• QUOTED PASSAGE:
--------------------------------

A strategy to cut UK greenhouse emissions from housing, businesses, transport and the power sector while boosting economic growth is set to be published by the Government.
As part of the clean growth strategy, £557 million has been pledged for new renewable electricity schemes such as offshore wind farms, which have seen costs halve in just two years, the Business, Energy and Industrial Strategy Department said.
The money will go into auctions for subsidy contracts, which guarantee a set price for the power generated by renewable projects.
The long-delayed strategy has to address how the UK will get back on track to meet legally-binding targets to cut emissions in the 2020s, which it is currently set to miss by a wide margin, and meet further legal targets by 2032.
Environmental law firm ClientEarth has warned of possible legal action if the strategy does not show how the targets will be met, which would mean the Government continued to be in breach of the UK’s climate laws.
The Government’s advisory Committee on Climate Change (CCC) warned in the summer that “urgent” plans were needed as the move to a low-carbon economy was in danger of being derailed by a lack of action by ministers.
To meet carbon targets cost effectively, 60% of new cars and vans must be electric by 2030, which would require stretching limits for emissions from new cars after 2020, financial support and rolling out recharging infrastructure, the CCC said.
Plans must include measures to ensure 25% of building heating is low-carbon by 2030 by supporting heat pumps, heat networks and “green” gas supplies, and to bring forward more low-carbon power and energy efficiency.
Efforts to develop technology to capture and store carbon emissions from power plants and heavy industry must also be restarted.
Committee chairman Lord Deben has warned there are economic opportunities in the shift to low-carbon, but unless the UK has a clear path, investors would invest in other countries.
Figures show the UK’s green economy is already worth £46 billion, more than the UK’s chemicals, car, pharmaceuticals and aerospace industries combined, and 430,000 people are employed in the low carbon sector and its supply chains.

--------------------------------

• WORK REQUEST:
Answer these from the article on the clean growth strategy:
1. How much money has been pledged for new renewable electricity schemes?
2. What share of new cars and vans must be electric by 2030, according to the CCC?
3. How many people are employed in the low carbon sector and its supply chains?
The material that comes next has no connection to the article on the clean growth strategy.

--------------------------------

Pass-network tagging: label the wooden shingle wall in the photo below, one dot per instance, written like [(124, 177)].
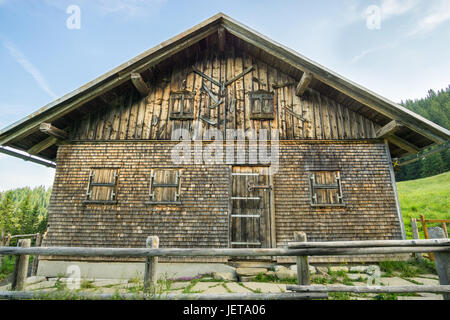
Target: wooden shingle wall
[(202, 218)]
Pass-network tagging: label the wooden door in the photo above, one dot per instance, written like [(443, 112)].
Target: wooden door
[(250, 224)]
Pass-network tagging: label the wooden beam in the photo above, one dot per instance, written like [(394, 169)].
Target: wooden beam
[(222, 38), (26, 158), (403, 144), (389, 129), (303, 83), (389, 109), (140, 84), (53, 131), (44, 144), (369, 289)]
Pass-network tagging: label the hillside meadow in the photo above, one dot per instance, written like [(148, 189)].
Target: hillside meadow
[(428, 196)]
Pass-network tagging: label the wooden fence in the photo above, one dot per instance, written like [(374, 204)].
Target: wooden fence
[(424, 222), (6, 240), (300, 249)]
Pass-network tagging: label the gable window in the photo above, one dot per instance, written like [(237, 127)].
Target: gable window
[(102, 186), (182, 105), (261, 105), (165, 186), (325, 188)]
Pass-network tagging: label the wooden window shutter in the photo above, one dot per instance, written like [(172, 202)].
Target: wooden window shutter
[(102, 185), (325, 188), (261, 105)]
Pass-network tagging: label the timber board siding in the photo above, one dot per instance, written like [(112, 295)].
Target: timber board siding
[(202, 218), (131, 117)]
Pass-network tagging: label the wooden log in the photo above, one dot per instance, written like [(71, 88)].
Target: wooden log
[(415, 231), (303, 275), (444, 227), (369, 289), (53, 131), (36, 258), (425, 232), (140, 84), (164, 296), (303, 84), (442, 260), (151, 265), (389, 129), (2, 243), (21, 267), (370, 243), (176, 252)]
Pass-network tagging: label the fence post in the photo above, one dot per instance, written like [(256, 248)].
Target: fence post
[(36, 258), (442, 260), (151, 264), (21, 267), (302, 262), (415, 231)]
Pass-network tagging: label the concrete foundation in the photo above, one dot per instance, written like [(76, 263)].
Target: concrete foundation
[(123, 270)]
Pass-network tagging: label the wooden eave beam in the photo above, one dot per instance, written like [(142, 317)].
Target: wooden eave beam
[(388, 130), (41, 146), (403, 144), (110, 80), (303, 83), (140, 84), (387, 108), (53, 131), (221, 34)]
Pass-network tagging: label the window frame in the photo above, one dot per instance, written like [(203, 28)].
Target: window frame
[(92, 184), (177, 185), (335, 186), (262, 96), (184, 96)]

--------------------------------

• WRITTEN REPLY:
1. £557 million
2. 60%
3. 430,000